Tecnologie emergenti e discontinuità del mercato del lavoro
La logica algoritmica e la tecnologia cognitiva associata ai big data sintetizzano e riducono processi intellettuali. La lotta tra conservazione e innovazione
Autore: Piero Macrì
Leggo da un articolo pubblicato sul sito del World Economic Forum che solo il 5% dei lavori oggi esistenti può essere completamente automatizzato. Di contro un 30% del tempo in cui si esplica un processo di lavoro può essere delegato a una macchina. Le conseguenze che derivano dalla sottrazione di una quota del lavoro da parte della tecnologia si potrebbe quindi tradurre in una perdita del 30% dei posti di lavoro. Il futuro si prefigura automatizzato e aumentato. Alcuni ruoli si riveleranno ridondanti, un modo elegante per dire che alcuni di coloro che oggi svolgono determinati lavori diventeranno un domani in-utili.
Se guardiamo a un qualsiasi ambiente di produzione, ci accorgiamo che processi complessi una volta considerati difficili da automatizzare sono oggi completamente asserviti dalla tecnologia. Ma non è solo la galassia della fabbrica ad essere investita dall’automazione. La logica algoritmica e la tecnologia cognitiva associata ai big data, sintetizzano e riducono processi intellettuali, Stabilire una diagnosi, identificare la corretta terapia o trattamento, sono solo alcuni degli esempi di come l’emergente tecnologia può introdurre nuova efficienza ed efficacia negli ambiti di lavoro più diversi innescando un aumento di produttività.
I cambiamenti più profondi, come quelli che stiamo vivendo nella nostra epoca, creano discontinuità e tendono a introdurre disordine in un sistema di relazioni consolidato nel tempo. Come sempre, per creare occorre distruggere. E’ una questione di equilibrio energetico. A meno che non prevalga la forma più inquietante della distruzione nella sua essenza più pura, generata dal rifiuto dell’esistente.

__DATI ELENCATI__.
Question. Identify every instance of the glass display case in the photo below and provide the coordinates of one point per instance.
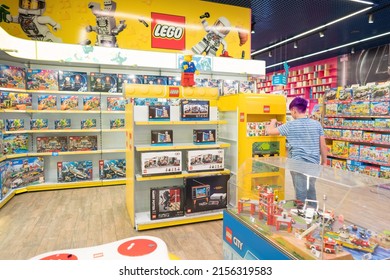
(344, 216)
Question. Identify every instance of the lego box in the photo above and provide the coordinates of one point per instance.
(52, 144)
(155, 163)
(162, 137)
(205, 160)
(83, 143)
(204, 136)
(166, 202)
(112, 169)
(72, 81)
(205, 193)
(72, 171)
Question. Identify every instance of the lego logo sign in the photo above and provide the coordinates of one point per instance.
(168, 31)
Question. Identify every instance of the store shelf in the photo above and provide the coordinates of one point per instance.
(144, 222)
(180, 146)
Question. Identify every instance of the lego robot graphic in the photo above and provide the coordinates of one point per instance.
(33, 23)
(214, 38)
(106, 28)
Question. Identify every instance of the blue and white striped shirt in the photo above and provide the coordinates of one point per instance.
(303, 137)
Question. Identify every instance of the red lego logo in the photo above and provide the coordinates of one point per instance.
(229, 235)
(168, 31)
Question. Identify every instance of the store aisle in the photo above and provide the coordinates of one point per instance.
(38, 222)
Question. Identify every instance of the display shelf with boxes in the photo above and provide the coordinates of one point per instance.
(271, 224)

__AZIONE RICHIESTA 1__. Trascrivi dall'articolo sulle tecnologie emergenti il brano che comincia con "Tecnologie emergenti e" e prosegue fino a "un domani in-utili.".
__AZIONE RICHIESTA 2__. Secondo l'articolo sulle tecnologie emergenti, quale percentuale dei lavori oggi esistenti può essere completamente automatizzata?
__AZIONE RICHIESTA 3__. Riprendi l'articolo sulle tecnologie emergenti dal punto in cui si interrompe.
I dati non servono per svolgere il lavoro.

__RISPOSTA 1__.
Tecnologie emergenti e discontinuità del mercato del lavoro
La logica algoritmica e la tecnologia cognitiva associata ai big data sintetizzano e riducono processi intellettuali. La lotta tra conservazione e innovazione
Autore: Piero Macrì
Leggo da un articolo pubblicato sul sito del World Economic Forum che solo il 5% dei lavori oggi esistenti può essere completamente automatizzato. Di contro un 30% del tempo in cui si esplica un processo di lavoro può essere delegato a una macchina. Le conseguenze che derivano dalla sottrazione di una quota del lavoro da parte della tecnologia si potrebbe quindi tradurre in una perdita del 30% dei posti di lavoro. Il futuro si prefigura automatizzato e aumentato. Alcuni ruoli si riveleranno ridondanti, un modo elegante per dire che alcuni di coloro che oggi svolgono determinati lavori diventeranno un domani in-utili.

__RISPOSTA 2__. Il 5%.

__RISPOSTA 3__.
Se accettiamo l’idea della quarta rivoluzione industriale, la cui anima è digitale, ci troviamo in una situazione già sperimentata nelle precedenti dove si affermano due opposti schieramenti: da un lato i fautori della tecnologia come panacea del cambiamento, dall’altro i fautori della conservazione, coloro che vorrebbero riscrivere il presente con le regole del passato. Nè l’uno né l’altro sono la soluzione, che può nascere invece da una razionalizzazione del disordine per proiettare il tutto verso una nuova utopia di un mercato del lavoro sostenibile. Serve immaginazione razionale.
Si possono ravvisare una gran quantità di contraddizioni nelle dinamiche che mettono in moto i cambiamenti più radicali. Si pensi per esempio, uno tra i tanti, alle auto elettriche. Per lo più tutti auspicano e si dicono favorevoli a un passaggio massiccio a veicoli alimentati da batterie. Se tutto questo avvenisse dall’oggi al domani vorrebbe dire che l’attuale forza di occupazione, garantita da quella che possiamo ancora definire grande industria, si ridurrebbe di una percentuale significativa per il solo fatto che la produzione verrebbe drasticamente semplificata in termini di componenti causando una forte decrescita e riduzione di tutto l’indotto. Ancora una volta disordine e creazione di un nuovo mercato significa distruzione, parziale, dell’esistente.